> **Te doen**:
[1] Vat de alinea die begint met "De patiënten ontvingen mediaan" uit de tekst over herbehandeling met radium-223 samen als beknopte opsomming. Behoud de belangrijkste cijfers.
[2] Schrijf de tekst over herbehandeling met radium-223 verder, aansluitend op de laatste zin.

> **Tekstblok**:
-------
Radium-223-injecties kunnen veilig worden herhaald bij patiënten met ossaal gemetastaseerd, castratieresistent prostaatcarcinoom, met beperkte hematologische bijwerkingen en skeletgerelateerde complicaties. Dat blijkt uit een Nederlandse studie waarvan dr. Maarten van der Doelen (Radboudumc, Nijmegen) de resultaten presenteerde tijdens het 2025 ASCO Genitourinary Cancers Symposium.
Voor patiënten met gemetastaseerd, castratieresistent prostaatcarcinoom (mCRPC) en symptomatische botmetastasen is behandeling met zes injecties radium-223 een standaardoptie met bewezen overlevingsvoordeel. Deze op calcium lijkende stof verzamelt zich in de botmetastasen en geeft daar lokaal alfastraling af. De vraag is of de behandeling na de eerste zes injecties nog een keer herhaald kan worden. Om die vraag te beantwoorden, evalueerden Maarten van der Doelen en collega’s de veiligheid en effectiviteit van herbehandeling met radium-223 in de klinische praktijk.
In deze retrospectieve cohortstudie werden 61 mCRPC-patiënten geïncludeerd uit zeven Nederlandse centra.1 Allemaal waren ze eerder behandeld met de standaard zes injecties radium-223, en hadden daarna minstens één nieuwe injectie radium-223 gekregen in de periode tussen 2014 en 2024. Patiënten met viscerale metastasen werden niet meegenomen in de studie.
Beperkte bijwerkingen
De patiënten ontvingen mediaan zes nieuwe radium-223-injecties. Hematologische bijwerkingen van graad 1-2 kwamen voor bij 95% van de patiënten, waarvan het vaakst anemie (92%). Hematologische bijwerkingen van graad 3 kwamen voor bij 14% van de patiënten. Niet-hematologische bijwerkingen kwamen voor bij 75% van de patiënten, en betroffen voornamelijk graad 1-2-vermoeidheid, misselijkheid en diarree. Er waren geen bijwerkingen van graad 4 of 5. Elf (18%) patiënten kregen een skeletgerelateerde complicatie tijdens de herbehandeling met radium-223, waaronder twee (3%) patiënten met myelumcompressie.
-------
> **Datasetfragmenten**:
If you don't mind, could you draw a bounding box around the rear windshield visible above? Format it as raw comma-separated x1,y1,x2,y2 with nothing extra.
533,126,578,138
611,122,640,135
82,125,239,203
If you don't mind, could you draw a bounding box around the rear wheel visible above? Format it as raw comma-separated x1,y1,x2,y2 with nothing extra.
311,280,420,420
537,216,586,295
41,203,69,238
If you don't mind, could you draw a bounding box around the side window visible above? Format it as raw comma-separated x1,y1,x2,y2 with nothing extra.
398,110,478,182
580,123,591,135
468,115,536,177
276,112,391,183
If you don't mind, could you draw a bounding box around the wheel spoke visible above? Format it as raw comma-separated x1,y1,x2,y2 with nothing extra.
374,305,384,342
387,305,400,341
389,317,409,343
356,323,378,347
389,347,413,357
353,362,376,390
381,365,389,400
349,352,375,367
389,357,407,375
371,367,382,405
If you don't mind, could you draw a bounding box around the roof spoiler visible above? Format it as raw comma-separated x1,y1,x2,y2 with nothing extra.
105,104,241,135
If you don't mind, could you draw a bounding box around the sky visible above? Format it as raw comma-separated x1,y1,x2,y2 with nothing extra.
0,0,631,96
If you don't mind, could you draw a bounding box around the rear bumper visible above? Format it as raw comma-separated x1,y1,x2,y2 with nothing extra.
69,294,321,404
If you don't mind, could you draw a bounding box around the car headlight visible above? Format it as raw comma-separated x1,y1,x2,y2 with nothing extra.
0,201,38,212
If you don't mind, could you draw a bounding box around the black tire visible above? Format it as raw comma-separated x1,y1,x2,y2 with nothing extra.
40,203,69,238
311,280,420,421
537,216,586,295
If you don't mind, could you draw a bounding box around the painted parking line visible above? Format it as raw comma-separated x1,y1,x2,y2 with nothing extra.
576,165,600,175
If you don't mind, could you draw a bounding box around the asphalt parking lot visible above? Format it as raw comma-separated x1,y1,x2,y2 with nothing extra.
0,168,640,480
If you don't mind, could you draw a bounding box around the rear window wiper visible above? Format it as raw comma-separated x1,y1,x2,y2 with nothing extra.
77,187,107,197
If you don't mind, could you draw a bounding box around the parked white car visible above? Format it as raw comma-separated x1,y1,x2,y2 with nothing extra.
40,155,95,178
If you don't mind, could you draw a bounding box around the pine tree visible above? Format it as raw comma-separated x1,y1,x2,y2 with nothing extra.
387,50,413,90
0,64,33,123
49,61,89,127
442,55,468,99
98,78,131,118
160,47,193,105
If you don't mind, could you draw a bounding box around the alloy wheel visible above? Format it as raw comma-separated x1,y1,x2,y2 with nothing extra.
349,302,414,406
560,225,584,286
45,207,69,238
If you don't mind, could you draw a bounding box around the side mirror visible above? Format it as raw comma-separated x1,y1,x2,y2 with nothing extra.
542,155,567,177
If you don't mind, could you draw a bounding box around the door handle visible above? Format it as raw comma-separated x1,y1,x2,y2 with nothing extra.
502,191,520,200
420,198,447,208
-------
> **Uitwerkingen**:
[1]
- Mediaan zes nieuwe radium-223-injecties per patiënt
- Hematologische bijwerkingen graad 1-2: 95% van de patiënten, vooral anemie (92%)
- Hematologische bijwerkingen graad 3: 14%
- Niet-hematologische bijwerkingen: 75%, vooral vermoeidheid, misselijkheid en diarree van graad 1-2
- Geen bijwerkingen van graad 4 of 5
- Skeletgerelateerde complicatie tijdens herbehandeling: elf patiënten (18%), onder wie twee (3%) met myelumcompressie

[2]
Gerekend vanaf de start van de herbehandeling met radium-223 was de mediane algehele overleving 16,9 maanden. Ruim de helft van de patiënten (56%) vertoonde ≥30% afname van de concentratie alkalisch fosfatase (AF) en 12% van de patiënten vertoonde ≥30% afname van de concentratie prostaatspecifiek antigeen (PSA) tijdens de behandeling. Hoge hemoglobinewaarden bij aanvang, geen eerdere chemotherapie en een PSA-respons van ≥30% tijdens de initiële radium-223-behandeling waren voorspellers voor het voltooien van de herbehandeling met zes radium-223-injecties.
Veilig
Op basis van deze resultaten concluderen Van der Doelen en collega’s dat radium-223-injecties veilig herhaald kunnen worden. Het hoge aantal gegeven injecties en de hoge AF- en PSA-respons wijzen op een voordeel voor deze groep patiënten met gevorderd mCRPC. Onduidelijk is nog wat de positie van herbehandeling met radium-223 moet zijn in het huidige behandellandschap van mCRPC; daarvoor is onderzoek nodig waarin levensverlengende therapieën direct met elkaar worden vergeleken.
Referentie
1. Van der Doelen, et al. J Clin Oncol 2025;43 (suppl 5): abstr 183.